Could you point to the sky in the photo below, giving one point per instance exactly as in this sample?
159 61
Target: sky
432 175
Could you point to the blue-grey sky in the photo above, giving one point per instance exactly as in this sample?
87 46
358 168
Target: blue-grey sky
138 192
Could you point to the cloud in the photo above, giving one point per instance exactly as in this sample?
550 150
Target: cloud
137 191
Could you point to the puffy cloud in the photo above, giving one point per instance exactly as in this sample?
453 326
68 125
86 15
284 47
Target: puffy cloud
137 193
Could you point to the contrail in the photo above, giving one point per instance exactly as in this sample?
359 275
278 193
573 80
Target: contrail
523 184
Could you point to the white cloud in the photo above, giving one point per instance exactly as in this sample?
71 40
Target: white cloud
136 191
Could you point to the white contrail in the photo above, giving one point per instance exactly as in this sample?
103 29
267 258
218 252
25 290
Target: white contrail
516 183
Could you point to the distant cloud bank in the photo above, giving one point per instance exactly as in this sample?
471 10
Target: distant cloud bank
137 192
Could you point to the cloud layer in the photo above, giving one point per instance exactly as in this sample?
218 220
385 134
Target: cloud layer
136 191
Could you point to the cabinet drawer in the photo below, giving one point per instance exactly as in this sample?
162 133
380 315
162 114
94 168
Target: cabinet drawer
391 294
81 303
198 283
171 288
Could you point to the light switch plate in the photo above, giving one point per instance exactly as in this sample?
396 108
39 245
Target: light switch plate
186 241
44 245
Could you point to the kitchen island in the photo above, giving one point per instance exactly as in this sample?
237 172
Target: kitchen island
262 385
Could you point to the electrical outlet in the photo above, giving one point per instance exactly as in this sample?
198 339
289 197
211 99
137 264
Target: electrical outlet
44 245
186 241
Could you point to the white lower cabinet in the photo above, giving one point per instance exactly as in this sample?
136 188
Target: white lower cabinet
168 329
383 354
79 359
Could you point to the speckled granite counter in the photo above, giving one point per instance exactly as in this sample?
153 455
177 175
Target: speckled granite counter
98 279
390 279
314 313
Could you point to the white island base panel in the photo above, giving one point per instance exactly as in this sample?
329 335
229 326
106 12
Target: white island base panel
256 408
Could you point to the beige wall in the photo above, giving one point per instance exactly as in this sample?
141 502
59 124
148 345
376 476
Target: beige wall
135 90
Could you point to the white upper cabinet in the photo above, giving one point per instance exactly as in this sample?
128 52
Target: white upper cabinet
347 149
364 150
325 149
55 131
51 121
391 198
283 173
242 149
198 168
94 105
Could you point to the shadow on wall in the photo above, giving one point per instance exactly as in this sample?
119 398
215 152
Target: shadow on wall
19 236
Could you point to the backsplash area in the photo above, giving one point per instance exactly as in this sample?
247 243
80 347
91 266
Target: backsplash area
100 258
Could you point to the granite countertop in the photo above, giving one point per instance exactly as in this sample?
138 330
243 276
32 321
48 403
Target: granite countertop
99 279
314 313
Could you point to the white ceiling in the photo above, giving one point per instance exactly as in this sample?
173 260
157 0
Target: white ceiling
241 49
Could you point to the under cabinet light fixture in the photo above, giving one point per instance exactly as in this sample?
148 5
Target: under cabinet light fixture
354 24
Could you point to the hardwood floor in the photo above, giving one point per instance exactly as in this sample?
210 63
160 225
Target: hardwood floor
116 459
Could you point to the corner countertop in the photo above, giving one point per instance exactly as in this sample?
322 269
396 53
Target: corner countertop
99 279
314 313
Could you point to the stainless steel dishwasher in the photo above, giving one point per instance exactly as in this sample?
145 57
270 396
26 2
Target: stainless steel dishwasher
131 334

- [Your instructions]: Repeat all the records. Match each line exactly.

- [Solution to this exercise]:
Could you point to the sky in the photo below, giving one point per instance exactly as in this sample?
159 61
Target: sky
432 175
Could you point to the blue-grey sky in the photo above, giving one point per instance exactly as in this sample?
87 46
358 168
Target: blue-grey sky
138 192
Could you point to the cloud in the photo above, giving one point per instance exactly as in this sample?
550 150
Target: cloud
137 191
Could you point to the puffy cloud in the photo above, giving one point per instance exactly as in this sample?
453 326
68 125
86 15
284 47
Target: puffy cloud
137 193
Could you point to the contrail in the photo above, giving one point per instance exactly as in this sample?
359 275
278 193
573 80
Target: contrail
523 184
Could you point to the white cloud in the photo above, giving one point per instance exactly as in this sample?
71 40
Target: white cloud
136 191
Could you point to the white contrail in the photo above, giving one point per instance exactly as in this sample?
103 29
267 258
218 252
25 290
Target: white contrail
516 183
Could you point to the distant cloud bank in the photo above, giving one point per instance exactly as in this sample?
471 10
Target: distant cloud bank
137 192
Could you point to the cloud layer in the photo above, giving one point per instance exactly as in this sample?
218 220
385 134
Target: cloud layer
136 191
Could you point to the cabinet drawer in the photo below, giving one point per instance exactly as in this sample?
162 133
380 315
162 114
94 168
Target: cabinet drawer
391 294
81 303
198 283
171 288
Could you point to the light switch plate in the photo above, giving one point per instance exactly as in this sample?
396 108
39 245
Target: light switch plate
186 241
44 245
Could you point to the kitchen island in the photo above, giving one point per instance exactly as in this sample?
237 172
Target: kitchen island
262 385
Could you point to the electrical outlet in the photo above, giving one point per instance exactly as in this sample?
198 339
289 197
211 99
137 264
Target: electrical outlet
44 245
186 241
Could you point to the white lower cabinet in the photo above, giving one point per instance exactly as in this sample?
136 188
Target: white lower cabinet
168 329
383 354
79 359
Could you point to the speckled granite counter in the photo above, giving one point per instance exactly as in this sample?
153 455
177 175
Target: speckled granite counter
98 279
390 279
314 313
Could you point to the white island base panel in the photo above, giving one point per instance exactly as in this sample?
329 335
229 326
106 12
Target: white island base panel
256 408
Could you point to the beige wall in the photo above, giving one point per instance exactly as in this sample?
141 502
59 124
148 345
376 476
Target: beige wall
135 90
Could you point to the white upper cabinet in the photo above, giving one point per instance exactly as in this sample?
128 52
Target: white upper cabinet
347 149
364 150
325 149
55 131
51 121
391 198
283 173
242 149
198 168
94 105
Could you point to the shadow on wall in the photo above, giving one point per instance exactly as in this sample?
119 398
215 152
Target: shadow on wall
19 236
Could you point to the backsplash area in the photo above, giving one point per instance exactly as in this sample?
247 243
80 347
91 266
Target: backsplash area
100 258
Could you point to the granite countertop in the photo above, giving one point per instance exactly as in this sample?
138 330
243 276
32 321
48 403
Target: granite countertop
99 279
314 313
Could you point to the white ceiling in the photo above, giving one point per instance exactly as in this sample?
173 260
157 0
Target: white ceiling
241 49
Could you point to the under cabinet light fixture in the photo above, giving one point per instance exactly as in this sample?
148 5
Target: under cabinet light fixture
354 24
Could you point to the hardwood floor in the photo above, giving one point per instance exactly as in this sample?
210 63
160 225
Target: hardwood floor
116 459
Could you point to the corner countertop in the photo above, giving one point per instance exactly as in this sample?
322 269
396 53
Target: corner countertop
99 279
314 313
Could you point to the stainless steel dishwasher in the photo above, giving one point per instance exactly as in this sample?
145 57
270 396
26 2
Target: stainless steel dishwasher
131 334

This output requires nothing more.